(Given problem)
In the sensor-readings program description, what character marks a clamp operation in the input?

(Provided passage)
——
1. Background

We want to process a sequence of integer sensor readings with a configurable pipeline of operations. For example:

• multiply all readings by a factor;
• clamp all readings into a given range.

clamp的意思是一个值如果小于最小值则设为最小值，大于最大值则设为最大值

We store the readings in a SensorBuffer object. This class owns a dynamically allocated array of int, managed by std::unique_ptr<int[]>;

We also define an abstract base class Operation:

• it has a pure virtual method apply(SensorBuffer&) const;
• two concrete derived classes implement different operations:
  • ScaleOperation,
  • ClampOperation.

At runtime, we keep a list of std::unique_ptr<Operation> and apply them polymorphically to a SensorBuffer.

2. Program Behavior

The program:

1. Reads a list of integer sensor readings from standard input into a SensorBuffer.
2. Reads a list of operations (ScaleOperation or ClampOperation).
3. Copies and moves SensorBuffer objects to exercise copy/move constructors and assignment.
4. Applies all operations in order to a working buffer using polymorphism.
5. Prints the final readings.

3. Input Format

From stdin:

1. An integer $N$: the number of sensor readings.
2. $N$ integers: the readings.
3. An integer $O$: the number of operations.
4. Then $O$ operations, each described by:
   • A character indicating the type:
     • 'S' for scale,
     • 'C' for clamp.
   • Parameters:
     • For 'S': one integer factor.
     • For 'C': two integers minValue and maxValue.
——
(Data shown)
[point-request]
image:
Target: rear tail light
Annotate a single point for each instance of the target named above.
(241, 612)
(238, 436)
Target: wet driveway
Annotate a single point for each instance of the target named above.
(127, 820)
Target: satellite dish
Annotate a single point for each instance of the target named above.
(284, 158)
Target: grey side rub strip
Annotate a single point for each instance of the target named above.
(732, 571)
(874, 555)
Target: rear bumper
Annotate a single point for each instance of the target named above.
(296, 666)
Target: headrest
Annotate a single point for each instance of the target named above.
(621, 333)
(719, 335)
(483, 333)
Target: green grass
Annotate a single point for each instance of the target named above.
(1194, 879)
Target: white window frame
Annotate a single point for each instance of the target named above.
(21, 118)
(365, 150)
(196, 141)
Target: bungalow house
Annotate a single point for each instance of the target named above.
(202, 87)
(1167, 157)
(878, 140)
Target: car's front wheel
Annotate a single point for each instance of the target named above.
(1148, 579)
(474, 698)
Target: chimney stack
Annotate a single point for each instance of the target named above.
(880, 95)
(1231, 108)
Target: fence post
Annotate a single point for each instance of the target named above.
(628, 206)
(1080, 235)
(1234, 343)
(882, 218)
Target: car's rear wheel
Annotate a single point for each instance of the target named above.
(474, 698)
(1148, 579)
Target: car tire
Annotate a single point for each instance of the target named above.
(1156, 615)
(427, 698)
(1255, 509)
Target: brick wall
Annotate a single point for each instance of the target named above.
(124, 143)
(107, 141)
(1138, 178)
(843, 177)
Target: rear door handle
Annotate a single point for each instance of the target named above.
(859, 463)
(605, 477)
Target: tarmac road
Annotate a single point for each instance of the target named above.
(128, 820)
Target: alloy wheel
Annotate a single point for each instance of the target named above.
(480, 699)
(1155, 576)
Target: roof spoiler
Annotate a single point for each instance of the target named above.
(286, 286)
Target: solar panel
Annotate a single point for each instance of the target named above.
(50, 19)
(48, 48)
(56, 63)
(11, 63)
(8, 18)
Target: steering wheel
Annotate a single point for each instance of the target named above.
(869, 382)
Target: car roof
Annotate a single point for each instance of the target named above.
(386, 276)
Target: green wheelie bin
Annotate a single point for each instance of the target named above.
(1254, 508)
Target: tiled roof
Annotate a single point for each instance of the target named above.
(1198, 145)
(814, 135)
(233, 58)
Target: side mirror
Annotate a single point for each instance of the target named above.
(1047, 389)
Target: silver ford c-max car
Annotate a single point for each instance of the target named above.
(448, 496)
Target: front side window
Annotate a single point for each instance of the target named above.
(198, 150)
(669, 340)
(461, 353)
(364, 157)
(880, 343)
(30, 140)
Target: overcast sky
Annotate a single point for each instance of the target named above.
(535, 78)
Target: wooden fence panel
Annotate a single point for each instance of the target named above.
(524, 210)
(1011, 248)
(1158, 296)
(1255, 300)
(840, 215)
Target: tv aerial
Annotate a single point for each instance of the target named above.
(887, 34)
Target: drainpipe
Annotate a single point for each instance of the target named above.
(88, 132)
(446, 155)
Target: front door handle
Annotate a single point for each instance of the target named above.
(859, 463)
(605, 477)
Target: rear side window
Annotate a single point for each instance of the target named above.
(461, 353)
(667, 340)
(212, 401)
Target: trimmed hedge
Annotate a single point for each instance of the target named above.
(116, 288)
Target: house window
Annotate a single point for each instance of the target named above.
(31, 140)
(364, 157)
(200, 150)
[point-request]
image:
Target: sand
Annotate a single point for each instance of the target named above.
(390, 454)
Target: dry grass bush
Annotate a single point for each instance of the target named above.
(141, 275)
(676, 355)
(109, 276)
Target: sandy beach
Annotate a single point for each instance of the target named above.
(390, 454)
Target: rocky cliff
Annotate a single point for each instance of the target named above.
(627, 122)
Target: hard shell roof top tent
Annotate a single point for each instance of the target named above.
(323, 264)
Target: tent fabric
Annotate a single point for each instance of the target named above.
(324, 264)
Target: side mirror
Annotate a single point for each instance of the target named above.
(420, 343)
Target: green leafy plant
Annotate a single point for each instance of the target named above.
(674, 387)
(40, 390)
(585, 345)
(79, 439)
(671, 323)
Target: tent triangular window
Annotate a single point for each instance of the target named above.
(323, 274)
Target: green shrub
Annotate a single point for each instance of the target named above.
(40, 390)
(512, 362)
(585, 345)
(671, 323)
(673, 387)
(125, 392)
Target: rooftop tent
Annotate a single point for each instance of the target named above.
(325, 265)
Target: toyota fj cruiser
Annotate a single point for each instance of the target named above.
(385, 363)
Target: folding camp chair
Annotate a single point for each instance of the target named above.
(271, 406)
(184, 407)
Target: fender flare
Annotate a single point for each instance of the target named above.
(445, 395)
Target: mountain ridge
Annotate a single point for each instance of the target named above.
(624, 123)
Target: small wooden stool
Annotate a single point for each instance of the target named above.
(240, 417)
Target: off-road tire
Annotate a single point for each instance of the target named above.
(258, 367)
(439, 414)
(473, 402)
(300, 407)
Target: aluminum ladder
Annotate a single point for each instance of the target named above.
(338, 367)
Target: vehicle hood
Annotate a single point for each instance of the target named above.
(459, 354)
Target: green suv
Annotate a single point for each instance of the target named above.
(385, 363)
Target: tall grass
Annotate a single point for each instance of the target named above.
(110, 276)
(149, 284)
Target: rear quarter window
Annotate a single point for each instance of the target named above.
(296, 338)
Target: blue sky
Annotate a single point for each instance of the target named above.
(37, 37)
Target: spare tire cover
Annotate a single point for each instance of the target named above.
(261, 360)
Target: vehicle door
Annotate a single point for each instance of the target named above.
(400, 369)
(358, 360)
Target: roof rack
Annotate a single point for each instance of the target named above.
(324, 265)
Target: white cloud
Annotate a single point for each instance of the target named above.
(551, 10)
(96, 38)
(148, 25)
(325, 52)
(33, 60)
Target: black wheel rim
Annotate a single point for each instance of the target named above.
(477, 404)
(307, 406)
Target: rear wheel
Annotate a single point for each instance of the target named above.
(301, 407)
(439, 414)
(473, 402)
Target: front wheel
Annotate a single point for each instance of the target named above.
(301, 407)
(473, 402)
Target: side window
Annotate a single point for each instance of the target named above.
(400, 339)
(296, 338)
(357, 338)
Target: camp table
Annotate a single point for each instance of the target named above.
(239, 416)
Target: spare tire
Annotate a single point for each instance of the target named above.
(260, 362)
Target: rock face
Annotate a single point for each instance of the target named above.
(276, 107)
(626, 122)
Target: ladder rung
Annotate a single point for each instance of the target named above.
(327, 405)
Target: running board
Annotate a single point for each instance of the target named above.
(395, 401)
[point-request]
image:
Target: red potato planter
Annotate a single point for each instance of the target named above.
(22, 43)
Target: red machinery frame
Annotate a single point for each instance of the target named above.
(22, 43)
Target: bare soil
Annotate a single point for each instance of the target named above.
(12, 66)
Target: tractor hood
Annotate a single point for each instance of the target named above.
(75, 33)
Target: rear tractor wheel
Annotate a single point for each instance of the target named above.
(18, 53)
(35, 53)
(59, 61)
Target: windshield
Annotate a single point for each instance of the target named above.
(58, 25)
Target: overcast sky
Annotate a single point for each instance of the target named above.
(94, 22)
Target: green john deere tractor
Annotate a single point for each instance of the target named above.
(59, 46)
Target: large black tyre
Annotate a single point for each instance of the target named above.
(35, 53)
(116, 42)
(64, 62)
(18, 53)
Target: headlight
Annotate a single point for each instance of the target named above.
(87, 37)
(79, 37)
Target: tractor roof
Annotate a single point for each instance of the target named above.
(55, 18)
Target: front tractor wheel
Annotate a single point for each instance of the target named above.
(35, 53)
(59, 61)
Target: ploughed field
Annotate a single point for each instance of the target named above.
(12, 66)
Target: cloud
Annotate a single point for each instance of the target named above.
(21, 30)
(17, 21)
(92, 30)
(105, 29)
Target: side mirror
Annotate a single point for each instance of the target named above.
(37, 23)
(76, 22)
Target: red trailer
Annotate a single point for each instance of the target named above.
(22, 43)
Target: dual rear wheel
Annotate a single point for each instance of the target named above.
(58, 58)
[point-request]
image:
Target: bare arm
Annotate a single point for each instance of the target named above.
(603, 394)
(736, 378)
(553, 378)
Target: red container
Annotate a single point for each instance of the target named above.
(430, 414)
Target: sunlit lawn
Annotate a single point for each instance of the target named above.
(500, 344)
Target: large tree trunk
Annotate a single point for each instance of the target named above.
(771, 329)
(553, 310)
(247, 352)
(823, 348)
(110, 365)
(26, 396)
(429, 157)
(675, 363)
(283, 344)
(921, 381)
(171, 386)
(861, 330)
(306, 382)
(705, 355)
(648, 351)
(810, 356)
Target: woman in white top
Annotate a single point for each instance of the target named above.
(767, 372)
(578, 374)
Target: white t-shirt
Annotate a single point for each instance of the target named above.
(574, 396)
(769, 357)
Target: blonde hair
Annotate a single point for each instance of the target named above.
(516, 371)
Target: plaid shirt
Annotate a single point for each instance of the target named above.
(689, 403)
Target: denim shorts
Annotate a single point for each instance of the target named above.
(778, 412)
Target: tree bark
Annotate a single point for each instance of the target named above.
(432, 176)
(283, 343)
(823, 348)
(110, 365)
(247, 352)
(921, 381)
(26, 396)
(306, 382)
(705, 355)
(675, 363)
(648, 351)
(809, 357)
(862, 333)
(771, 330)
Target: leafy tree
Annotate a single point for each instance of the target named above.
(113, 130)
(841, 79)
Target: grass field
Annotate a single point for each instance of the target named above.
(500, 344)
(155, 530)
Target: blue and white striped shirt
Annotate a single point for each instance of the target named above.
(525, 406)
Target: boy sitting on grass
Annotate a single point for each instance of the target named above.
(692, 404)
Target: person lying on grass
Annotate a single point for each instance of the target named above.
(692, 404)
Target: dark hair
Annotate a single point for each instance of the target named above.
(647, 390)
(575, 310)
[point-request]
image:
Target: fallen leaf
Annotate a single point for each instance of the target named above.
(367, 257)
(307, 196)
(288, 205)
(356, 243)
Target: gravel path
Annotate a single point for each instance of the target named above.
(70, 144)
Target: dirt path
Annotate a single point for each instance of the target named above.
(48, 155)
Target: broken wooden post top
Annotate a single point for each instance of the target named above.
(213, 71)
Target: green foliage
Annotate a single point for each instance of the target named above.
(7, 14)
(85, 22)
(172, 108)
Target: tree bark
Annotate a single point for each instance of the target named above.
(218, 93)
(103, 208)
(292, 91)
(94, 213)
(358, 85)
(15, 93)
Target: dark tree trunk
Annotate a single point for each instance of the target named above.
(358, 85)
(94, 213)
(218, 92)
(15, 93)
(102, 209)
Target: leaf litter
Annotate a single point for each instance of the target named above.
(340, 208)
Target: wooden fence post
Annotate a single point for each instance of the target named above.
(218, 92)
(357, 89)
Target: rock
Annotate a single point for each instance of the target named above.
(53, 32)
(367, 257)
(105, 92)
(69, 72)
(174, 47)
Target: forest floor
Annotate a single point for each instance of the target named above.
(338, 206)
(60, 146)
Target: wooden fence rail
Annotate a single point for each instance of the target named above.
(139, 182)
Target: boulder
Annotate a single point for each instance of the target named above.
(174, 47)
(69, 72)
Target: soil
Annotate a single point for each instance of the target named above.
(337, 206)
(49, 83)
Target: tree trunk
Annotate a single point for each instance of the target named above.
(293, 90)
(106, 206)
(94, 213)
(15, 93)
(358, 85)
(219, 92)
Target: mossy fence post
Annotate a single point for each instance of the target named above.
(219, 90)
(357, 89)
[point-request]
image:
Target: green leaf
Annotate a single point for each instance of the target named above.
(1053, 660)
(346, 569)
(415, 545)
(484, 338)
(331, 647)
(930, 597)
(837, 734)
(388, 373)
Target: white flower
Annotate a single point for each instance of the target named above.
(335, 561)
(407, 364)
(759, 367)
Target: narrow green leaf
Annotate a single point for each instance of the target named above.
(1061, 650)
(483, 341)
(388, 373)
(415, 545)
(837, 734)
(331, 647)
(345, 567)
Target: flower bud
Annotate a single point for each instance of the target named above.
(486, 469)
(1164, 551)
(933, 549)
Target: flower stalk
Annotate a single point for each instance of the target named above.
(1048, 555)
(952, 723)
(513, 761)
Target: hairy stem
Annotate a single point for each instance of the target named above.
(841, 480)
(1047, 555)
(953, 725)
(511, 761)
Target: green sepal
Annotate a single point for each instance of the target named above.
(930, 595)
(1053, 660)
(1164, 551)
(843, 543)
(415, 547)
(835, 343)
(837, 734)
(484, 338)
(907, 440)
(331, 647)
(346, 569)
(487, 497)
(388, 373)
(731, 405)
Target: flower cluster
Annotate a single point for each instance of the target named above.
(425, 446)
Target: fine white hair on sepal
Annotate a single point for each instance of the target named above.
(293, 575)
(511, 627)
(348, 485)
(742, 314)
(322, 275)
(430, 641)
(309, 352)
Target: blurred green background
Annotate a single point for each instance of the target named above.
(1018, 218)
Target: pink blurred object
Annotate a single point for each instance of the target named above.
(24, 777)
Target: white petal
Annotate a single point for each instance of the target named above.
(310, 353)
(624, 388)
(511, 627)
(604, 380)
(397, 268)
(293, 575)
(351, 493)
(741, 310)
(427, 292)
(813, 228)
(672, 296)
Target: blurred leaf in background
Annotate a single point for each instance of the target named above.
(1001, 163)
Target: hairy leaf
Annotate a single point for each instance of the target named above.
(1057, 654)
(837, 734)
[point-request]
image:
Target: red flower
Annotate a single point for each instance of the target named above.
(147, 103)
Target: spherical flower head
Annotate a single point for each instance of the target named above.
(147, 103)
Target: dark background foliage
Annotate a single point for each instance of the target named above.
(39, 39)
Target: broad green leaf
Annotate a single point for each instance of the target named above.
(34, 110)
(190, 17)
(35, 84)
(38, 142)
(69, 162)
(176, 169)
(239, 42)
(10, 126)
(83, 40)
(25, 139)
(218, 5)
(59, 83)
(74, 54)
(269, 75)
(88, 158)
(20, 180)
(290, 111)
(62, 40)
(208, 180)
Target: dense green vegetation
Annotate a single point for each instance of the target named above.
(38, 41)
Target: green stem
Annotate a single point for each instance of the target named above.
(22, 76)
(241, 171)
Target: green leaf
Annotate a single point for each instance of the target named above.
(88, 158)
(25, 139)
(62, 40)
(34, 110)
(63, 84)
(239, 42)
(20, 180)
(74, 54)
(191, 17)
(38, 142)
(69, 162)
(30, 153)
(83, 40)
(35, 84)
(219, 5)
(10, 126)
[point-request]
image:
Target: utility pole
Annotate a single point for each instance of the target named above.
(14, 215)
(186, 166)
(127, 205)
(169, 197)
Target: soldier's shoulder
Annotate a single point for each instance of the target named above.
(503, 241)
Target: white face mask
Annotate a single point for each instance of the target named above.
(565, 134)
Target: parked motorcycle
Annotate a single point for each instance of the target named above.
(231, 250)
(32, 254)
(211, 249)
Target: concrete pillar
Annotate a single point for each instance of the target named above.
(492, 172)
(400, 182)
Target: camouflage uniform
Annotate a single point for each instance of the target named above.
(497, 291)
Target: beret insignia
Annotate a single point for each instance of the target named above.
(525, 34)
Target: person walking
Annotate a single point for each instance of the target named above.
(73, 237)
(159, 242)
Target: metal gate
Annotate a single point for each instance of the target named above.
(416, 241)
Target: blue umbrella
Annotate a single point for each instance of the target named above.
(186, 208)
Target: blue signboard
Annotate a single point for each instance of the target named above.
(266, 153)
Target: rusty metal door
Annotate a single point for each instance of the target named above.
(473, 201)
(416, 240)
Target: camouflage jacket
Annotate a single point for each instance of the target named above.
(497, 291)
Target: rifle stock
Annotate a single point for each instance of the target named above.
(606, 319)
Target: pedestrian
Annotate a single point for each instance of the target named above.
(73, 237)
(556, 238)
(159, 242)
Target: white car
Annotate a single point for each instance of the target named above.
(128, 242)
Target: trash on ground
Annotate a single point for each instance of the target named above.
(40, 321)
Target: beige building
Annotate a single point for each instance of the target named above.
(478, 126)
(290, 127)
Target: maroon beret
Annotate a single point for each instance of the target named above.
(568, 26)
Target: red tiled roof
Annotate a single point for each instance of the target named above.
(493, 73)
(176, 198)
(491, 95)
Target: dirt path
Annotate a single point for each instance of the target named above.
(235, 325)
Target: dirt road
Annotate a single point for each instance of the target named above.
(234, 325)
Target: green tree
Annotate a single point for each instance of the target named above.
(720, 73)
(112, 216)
——
(Solution to the problem)
'C'